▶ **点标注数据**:
------------------------------------------------------------------------

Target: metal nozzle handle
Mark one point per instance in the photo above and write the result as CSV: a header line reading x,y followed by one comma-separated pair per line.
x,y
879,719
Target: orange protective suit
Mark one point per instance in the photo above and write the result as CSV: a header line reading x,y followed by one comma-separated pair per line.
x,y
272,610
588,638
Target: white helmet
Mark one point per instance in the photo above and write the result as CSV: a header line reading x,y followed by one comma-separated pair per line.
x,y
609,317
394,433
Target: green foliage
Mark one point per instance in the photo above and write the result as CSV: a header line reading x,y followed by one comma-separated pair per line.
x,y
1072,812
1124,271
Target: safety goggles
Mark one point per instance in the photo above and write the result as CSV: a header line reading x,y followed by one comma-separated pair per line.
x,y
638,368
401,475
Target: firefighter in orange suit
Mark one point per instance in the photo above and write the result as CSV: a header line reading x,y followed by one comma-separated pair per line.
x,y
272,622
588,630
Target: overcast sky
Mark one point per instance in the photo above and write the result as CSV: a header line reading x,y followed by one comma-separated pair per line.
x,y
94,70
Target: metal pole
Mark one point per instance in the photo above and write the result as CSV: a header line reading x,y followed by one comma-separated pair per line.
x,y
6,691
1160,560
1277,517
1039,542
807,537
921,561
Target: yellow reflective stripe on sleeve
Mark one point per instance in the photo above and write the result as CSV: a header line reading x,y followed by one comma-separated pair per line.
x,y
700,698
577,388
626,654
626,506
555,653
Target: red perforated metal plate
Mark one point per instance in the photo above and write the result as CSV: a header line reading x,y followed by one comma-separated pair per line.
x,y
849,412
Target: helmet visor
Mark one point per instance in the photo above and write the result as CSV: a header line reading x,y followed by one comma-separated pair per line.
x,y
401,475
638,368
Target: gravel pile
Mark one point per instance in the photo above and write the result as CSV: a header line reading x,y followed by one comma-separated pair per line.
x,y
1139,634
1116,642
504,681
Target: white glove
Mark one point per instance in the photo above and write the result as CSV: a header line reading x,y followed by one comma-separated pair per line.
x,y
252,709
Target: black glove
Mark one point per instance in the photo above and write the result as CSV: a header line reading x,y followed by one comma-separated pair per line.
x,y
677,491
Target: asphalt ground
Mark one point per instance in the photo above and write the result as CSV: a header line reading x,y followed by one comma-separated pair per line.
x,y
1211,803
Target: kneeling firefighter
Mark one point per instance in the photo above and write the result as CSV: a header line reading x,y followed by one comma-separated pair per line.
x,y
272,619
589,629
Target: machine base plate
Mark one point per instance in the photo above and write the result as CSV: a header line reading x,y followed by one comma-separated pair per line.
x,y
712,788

------------------------------------------------------------------------

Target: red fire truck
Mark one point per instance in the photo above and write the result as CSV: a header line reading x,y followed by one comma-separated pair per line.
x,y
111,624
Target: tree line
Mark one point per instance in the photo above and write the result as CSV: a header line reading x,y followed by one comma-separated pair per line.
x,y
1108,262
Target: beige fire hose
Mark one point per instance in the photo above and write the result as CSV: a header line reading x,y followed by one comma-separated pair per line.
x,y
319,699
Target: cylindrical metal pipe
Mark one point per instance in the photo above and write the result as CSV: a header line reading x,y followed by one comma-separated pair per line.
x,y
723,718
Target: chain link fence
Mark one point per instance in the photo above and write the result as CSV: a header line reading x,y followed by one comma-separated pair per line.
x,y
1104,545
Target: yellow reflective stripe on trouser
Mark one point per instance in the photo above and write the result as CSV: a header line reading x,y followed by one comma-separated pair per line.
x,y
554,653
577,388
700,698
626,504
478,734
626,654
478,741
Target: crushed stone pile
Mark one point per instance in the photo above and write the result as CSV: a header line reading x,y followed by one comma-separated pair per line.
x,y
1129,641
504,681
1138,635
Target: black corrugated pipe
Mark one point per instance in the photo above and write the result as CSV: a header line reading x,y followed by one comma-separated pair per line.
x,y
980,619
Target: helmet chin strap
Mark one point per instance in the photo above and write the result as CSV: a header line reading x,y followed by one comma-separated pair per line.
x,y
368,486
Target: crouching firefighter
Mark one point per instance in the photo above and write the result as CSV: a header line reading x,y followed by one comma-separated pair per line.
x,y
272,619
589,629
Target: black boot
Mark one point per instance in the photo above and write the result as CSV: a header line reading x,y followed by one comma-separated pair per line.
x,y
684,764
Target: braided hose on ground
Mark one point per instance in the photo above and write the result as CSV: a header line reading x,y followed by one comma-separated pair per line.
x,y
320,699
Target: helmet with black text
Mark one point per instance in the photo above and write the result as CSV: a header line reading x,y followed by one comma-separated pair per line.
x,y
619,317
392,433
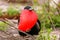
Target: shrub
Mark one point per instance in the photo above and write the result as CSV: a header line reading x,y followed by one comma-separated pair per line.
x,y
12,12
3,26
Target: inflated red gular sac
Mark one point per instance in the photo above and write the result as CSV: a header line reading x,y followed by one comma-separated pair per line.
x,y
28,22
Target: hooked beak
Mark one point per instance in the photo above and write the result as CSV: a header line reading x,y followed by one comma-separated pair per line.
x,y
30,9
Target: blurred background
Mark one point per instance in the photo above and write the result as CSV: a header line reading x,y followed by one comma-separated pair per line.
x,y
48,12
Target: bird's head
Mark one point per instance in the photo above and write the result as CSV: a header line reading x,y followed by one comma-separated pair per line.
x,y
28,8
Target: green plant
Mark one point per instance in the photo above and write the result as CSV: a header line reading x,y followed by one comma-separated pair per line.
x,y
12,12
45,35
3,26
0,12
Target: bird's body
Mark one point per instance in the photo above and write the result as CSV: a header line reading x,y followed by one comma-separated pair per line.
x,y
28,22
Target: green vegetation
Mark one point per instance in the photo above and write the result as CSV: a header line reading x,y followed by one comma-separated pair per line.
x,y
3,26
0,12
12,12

------------------------------------------------------------------------

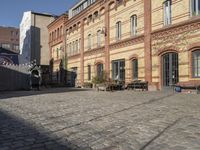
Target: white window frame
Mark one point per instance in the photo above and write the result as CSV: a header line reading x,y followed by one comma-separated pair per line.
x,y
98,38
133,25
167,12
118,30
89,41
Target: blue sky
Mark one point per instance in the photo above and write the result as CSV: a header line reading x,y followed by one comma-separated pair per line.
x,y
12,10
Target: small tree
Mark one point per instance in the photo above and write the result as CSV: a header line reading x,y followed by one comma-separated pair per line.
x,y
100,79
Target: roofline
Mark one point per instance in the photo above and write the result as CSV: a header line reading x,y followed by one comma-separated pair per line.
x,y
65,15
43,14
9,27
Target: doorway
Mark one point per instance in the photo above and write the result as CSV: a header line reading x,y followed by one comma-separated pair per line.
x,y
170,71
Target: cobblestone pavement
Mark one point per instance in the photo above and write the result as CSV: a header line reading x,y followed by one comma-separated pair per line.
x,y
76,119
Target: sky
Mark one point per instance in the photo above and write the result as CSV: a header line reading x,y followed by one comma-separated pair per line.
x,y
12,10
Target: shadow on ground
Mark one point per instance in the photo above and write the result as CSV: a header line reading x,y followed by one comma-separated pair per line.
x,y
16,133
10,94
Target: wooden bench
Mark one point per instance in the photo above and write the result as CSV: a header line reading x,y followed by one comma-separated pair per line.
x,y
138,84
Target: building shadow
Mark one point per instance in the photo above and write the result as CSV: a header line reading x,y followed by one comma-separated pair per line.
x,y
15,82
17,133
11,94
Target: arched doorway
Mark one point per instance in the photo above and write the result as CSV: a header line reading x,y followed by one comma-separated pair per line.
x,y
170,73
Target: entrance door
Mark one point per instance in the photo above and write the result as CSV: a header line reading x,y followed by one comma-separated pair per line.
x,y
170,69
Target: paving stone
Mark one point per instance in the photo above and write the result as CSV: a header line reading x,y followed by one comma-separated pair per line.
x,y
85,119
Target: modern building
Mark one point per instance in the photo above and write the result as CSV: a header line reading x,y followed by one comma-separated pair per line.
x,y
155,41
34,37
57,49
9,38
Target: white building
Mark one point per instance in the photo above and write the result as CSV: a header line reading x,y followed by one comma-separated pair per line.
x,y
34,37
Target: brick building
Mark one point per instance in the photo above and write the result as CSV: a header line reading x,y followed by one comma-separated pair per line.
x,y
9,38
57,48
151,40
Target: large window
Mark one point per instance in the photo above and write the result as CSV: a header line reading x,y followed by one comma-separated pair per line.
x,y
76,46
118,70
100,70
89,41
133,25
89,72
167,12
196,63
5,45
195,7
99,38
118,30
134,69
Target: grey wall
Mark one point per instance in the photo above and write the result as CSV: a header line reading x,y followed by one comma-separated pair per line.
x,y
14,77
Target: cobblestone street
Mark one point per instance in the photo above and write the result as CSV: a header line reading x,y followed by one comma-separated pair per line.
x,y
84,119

------------------------------------------------------------------------

▶ **出题**: 在上面的行里找出所有含有“glove”这个词的行，并一行一行照抄下来。

▶ **解答**:
Target: white glove
Target: black glove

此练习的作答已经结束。